### PROBLEM A
Quote the passage on criticism of Rushton's work word for word, beginning at "There has been" and stopping after "criticisms were incorrect.".
### PROBLEM B
According to the passage on criticism of Rushton's work, why was Rushton barred from using students as research subjects for two years? Answer in one to three sentences.

### PASSAGE

——

There has been criticism of Rushton's work in the scholarly literature, to which Rushton has generally responded, often in the same journal.
Steven Cronshaw and colleagues wrote in a paper for the International Journal of Selection and Assessment in 2006 that psychologists need to critically examine the science employed in Rushton's race-realist research. Through a re-analysis of the validity criteria for test bias using data reported in the Rushton et al. paper, they assert that the testing methods were in fact biased against Black Africans. They disagree with other aspects of Rushton's methodology, such as the use of non-equivalent groups in test samples. Rushton replied in the next issue of the journal, explaining why his results were valid, and why the criticisms were incorrect.
Lisa Suzuki and Joshua Aronson of New York University wrote in 2005 that Rushton has ignored evidence that fails to support his position that IQ test score gaps represent a genetic racial hierarchy. He has not changed his position on this matter for 30 years. Rushton replied in the same issue of the journal.
After Rushton had mailed a booklet to psychology, sociology, and anthropology professors across North America, Hermann Helmuth, a professor of anthropology at Trent University, said: "It is in a way personal and political propaganda. There is no basis to his scientific research." Rushton responded, "It's not racist, it's a matter of science and recognizing variation in all groups of people."
Zack Cernovsky, in the Journal of Black Studies, claims "some of Rushton's references to scientific literature with respects to racial differences in sexual characteristics turned out to be references to a nonscientific semipornographic book and to an article in the Penthouse magazine's Forum.
Articles in the Canadian press based on interviews with Rushton's first-year psychology students claim that in 1988 Rushton surveyed student participants by asking "such questions as how large their penises are, how many sex partners they have had, and how far they can ejaculate." First-year psychology students at UWO are required "to participate in approved surveys as a condition of their studies. If they choose not to, they must write five research papers. Also, many students feel subtle pressure to participate in order not to offend professors who may later be grading their work. However, if a study is not approved these requirements do not apply at all." For not telling them they had the option to not participate without incurring additional work, Rushton was barred from using students as research subjects for two years.
Also in 1988, Rushton conducted a survey at the Eaton Centre mall in Toronto where 50 whites, 50 blacks, and 50 Asians were paid to answer questions about their sexual habits. For not receiving the UWO's ethics committee's explicit permission, the administration at the University of Western Ontario reprimanded Rushton. This was "a serious breach of scholarly procedure," said University President, George Pederson.

——

### PROVIDED DATA

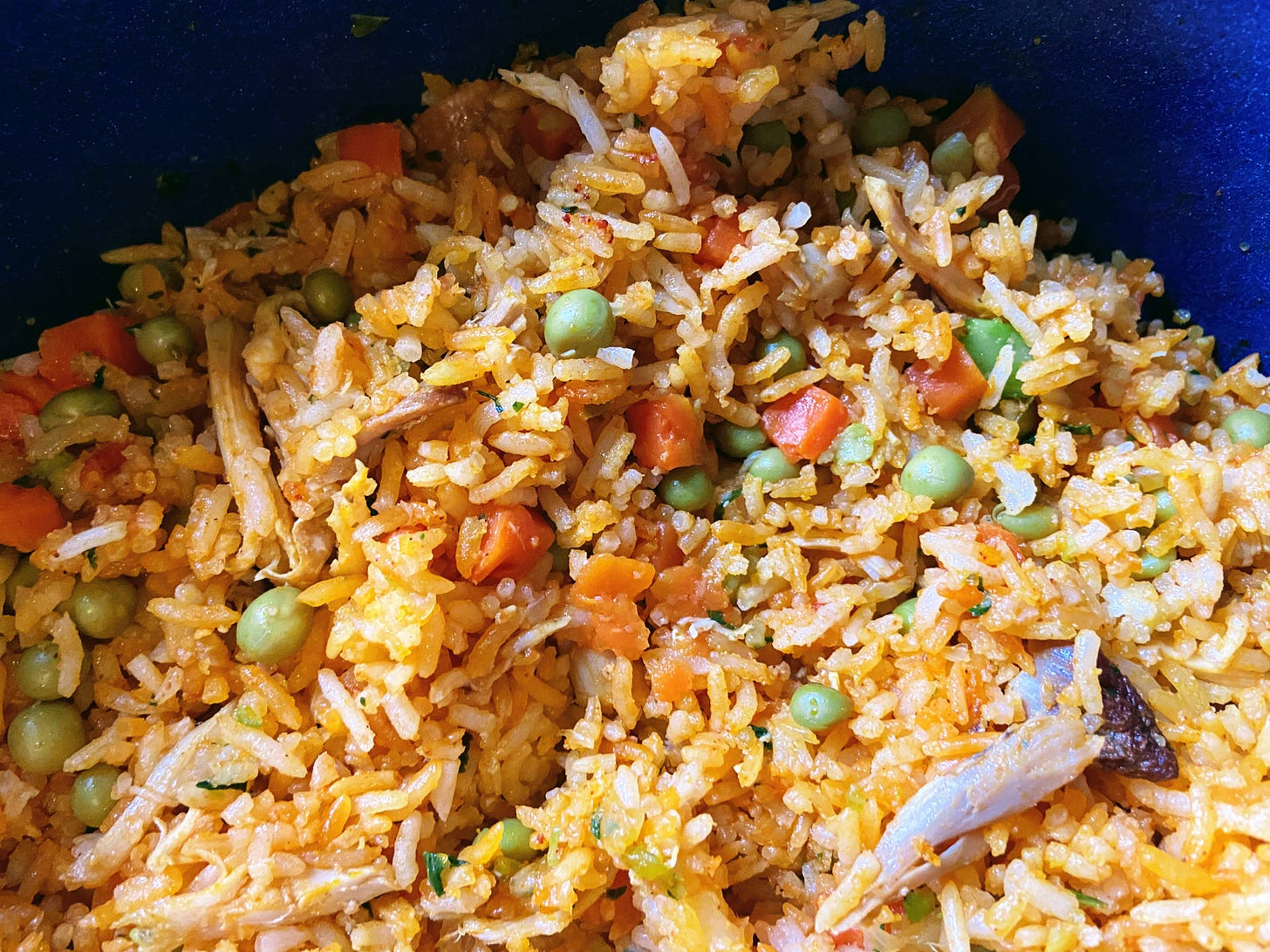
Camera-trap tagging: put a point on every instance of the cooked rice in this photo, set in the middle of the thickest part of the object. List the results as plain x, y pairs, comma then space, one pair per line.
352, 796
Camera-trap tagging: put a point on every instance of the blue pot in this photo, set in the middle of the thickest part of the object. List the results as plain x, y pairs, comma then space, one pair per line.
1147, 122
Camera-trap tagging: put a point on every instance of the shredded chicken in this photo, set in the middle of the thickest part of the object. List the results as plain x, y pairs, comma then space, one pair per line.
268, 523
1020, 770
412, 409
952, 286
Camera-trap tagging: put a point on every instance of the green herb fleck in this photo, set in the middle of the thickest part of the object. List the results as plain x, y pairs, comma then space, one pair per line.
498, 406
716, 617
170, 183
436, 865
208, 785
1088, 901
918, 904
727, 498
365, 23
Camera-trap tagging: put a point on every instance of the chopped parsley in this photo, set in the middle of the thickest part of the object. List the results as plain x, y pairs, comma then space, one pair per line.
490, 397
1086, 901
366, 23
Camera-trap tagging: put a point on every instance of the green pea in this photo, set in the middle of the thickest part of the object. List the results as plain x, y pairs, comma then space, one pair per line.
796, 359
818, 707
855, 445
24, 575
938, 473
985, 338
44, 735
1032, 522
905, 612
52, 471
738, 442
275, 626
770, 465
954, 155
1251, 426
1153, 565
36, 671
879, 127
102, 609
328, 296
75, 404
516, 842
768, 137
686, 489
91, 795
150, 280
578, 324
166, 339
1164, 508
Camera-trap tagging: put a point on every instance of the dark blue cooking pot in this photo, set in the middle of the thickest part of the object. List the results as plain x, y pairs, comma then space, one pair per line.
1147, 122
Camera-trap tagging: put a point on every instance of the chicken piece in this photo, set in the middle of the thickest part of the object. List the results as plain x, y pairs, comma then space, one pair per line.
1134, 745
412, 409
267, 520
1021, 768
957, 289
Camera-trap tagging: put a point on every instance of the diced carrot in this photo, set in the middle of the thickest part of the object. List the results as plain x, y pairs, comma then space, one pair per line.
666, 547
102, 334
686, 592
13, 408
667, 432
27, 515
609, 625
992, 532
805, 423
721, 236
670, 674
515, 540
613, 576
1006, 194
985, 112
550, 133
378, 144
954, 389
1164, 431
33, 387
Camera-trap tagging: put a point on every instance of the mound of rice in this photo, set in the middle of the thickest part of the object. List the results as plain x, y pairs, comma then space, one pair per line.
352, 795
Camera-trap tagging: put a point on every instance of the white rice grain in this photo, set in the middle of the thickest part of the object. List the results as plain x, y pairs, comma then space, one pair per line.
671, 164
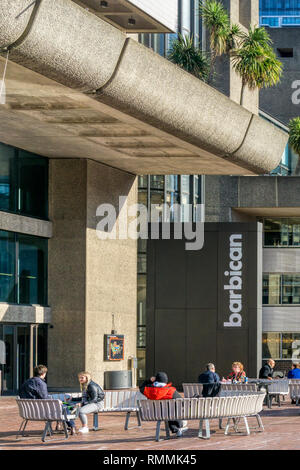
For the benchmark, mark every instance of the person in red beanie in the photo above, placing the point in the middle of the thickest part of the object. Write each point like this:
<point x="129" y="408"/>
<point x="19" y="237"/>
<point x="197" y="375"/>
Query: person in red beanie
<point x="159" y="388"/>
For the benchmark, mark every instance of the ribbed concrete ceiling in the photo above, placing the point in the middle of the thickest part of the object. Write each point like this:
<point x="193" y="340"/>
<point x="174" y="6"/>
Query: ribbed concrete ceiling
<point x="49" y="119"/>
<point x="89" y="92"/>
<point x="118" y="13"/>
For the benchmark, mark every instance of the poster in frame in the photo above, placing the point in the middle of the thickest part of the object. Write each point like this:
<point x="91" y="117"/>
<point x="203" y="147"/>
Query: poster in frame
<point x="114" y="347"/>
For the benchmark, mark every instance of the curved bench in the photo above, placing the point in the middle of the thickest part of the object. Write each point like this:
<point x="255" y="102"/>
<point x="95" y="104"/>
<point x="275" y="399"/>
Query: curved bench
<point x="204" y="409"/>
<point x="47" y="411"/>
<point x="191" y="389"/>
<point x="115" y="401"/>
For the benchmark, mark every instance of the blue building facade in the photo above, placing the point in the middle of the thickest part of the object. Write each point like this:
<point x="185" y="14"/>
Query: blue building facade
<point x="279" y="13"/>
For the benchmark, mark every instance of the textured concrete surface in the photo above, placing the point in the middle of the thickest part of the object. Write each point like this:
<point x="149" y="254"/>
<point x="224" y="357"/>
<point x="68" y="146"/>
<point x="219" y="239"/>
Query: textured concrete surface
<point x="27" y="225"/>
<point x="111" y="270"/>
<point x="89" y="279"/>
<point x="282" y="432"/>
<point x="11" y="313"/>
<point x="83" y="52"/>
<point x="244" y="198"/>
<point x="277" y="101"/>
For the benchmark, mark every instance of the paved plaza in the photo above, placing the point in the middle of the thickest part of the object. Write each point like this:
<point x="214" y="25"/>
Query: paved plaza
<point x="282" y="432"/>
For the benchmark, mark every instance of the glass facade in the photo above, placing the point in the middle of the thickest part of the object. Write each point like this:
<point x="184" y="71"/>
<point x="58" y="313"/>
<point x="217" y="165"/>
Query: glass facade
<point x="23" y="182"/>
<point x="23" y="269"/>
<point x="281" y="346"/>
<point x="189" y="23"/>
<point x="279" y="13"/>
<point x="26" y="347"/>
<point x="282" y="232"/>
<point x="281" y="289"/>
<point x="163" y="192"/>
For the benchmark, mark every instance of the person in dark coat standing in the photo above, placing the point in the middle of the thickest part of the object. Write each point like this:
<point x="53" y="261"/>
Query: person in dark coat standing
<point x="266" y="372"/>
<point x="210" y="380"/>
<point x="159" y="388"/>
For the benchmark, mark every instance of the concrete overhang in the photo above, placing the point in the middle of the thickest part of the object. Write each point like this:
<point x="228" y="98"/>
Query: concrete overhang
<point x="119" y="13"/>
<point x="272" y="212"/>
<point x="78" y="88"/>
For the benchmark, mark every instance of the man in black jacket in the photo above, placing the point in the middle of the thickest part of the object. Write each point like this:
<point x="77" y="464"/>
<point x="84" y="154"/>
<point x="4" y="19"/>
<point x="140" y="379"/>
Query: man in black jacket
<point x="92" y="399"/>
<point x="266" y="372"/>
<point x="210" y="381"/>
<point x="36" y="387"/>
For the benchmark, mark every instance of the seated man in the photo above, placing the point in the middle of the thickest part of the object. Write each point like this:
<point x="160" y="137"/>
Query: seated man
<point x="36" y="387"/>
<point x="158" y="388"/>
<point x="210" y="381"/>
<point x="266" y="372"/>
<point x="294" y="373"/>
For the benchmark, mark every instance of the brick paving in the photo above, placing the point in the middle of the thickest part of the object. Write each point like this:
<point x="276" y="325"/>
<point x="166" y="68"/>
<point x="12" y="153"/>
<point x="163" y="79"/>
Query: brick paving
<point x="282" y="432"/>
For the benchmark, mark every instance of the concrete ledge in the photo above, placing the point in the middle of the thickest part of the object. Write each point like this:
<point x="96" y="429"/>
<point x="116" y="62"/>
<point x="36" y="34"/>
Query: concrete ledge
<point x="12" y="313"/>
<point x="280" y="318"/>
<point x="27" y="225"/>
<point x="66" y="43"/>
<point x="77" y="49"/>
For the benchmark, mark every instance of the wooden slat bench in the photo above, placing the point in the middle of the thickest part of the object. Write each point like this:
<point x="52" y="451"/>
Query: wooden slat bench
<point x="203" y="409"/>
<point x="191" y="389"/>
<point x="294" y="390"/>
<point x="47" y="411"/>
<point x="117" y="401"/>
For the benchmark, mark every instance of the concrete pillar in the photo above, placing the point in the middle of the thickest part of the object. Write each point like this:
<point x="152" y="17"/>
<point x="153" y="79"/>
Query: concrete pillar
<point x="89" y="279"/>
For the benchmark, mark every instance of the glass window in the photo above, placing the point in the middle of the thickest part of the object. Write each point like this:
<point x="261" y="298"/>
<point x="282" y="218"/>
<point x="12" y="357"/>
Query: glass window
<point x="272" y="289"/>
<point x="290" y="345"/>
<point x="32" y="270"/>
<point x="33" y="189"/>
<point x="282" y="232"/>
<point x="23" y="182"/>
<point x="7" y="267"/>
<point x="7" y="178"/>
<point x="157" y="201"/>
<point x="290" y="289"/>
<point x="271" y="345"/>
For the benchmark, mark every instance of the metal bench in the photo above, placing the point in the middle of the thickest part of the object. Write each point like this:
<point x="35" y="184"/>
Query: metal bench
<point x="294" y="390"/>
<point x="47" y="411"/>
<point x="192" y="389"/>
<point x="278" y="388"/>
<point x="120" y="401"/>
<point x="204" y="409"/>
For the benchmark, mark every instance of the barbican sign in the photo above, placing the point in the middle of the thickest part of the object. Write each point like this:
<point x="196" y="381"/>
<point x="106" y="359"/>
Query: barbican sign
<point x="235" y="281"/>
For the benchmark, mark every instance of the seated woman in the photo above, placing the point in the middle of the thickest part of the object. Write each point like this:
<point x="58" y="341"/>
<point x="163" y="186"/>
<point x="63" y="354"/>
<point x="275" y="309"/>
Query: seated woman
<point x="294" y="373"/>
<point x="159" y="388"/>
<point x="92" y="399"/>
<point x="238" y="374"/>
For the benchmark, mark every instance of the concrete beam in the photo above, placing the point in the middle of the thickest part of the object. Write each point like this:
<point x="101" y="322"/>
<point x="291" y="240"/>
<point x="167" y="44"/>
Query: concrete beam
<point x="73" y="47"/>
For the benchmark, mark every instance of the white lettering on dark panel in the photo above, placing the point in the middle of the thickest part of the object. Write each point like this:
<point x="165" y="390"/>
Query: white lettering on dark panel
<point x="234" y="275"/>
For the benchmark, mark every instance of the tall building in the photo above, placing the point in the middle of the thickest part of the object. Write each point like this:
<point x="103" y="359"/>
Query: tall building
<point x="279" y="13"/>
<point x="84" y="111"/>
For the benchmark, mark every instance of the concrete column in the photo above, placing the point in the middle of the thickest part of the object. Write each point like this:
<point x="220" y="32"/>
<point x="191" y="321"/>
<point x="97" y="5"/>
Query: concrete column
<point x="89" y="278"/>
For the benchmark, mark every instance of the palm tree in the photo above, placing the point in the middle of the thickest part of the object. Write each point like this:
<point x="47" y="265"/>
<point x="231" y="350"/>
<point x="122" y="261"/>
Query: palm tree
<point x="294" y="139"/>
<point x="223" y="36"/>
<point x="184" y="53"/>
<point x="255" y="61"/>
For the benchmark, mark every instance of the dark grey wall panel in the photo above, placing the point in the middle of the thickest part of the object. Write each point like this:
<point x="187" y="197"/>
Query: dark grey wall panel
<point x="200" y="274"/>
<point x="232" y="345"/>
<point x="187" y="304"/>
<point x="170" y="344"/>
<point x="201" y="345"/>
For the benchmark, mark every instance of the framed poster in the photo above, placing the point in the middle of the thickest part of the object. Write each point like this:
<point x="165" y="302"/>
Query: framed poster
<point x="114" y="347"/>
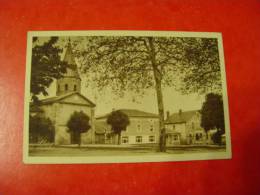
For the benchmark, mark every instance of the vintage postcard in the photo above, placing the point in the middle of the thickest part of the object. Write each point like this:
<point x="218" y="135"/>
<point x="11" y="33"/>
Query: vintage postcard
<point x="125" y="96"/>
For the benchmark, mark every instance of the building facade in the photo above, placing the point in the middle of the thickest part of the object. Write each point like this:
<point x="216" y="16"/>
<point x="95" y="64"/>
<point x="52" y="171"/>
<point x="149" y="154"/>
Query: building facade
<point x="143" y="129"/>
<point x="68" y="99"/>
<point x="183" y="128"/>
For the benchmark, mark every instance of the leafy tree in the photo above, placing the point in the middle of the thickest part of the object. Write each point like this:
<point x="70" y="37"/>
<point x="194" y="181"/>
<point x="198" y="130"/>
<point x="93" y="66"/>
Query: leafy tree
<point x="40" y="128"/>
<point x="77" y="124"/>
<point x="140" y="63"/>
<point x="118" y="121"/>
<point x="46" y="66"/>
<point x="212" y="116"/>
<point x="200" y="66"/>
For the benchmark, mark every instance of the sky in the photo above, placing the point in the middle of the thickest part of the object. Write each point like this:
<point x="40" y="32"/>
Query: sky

——

### ANSWER SECTION A
There has been criticism of Rushton's work in the scholarly literature, to which Rushton has generally responded, often in the same journal.
Steven Cronshaw and colleagues wrote in a paper for the International Journal of Selection and Assessment in 2006 that psychologists need to critically examine the science employed in Rushton's race-realist research. Through a re-analysis of the validity criteria for test bias using data reported in the Rushton et al. paper, they assert that the testing methods were in fact biased against Black Africans. They disagree with other aspects of Rushton's methodology, such as the use of non-equivalent groups in test samples. Rushton replied in the next issue of the journal, explaining why his results were valid, and why the criticisms were incorrect.

### ANSWER SECTION B
He did not tell the students that they could decline to take part without incurring additional work.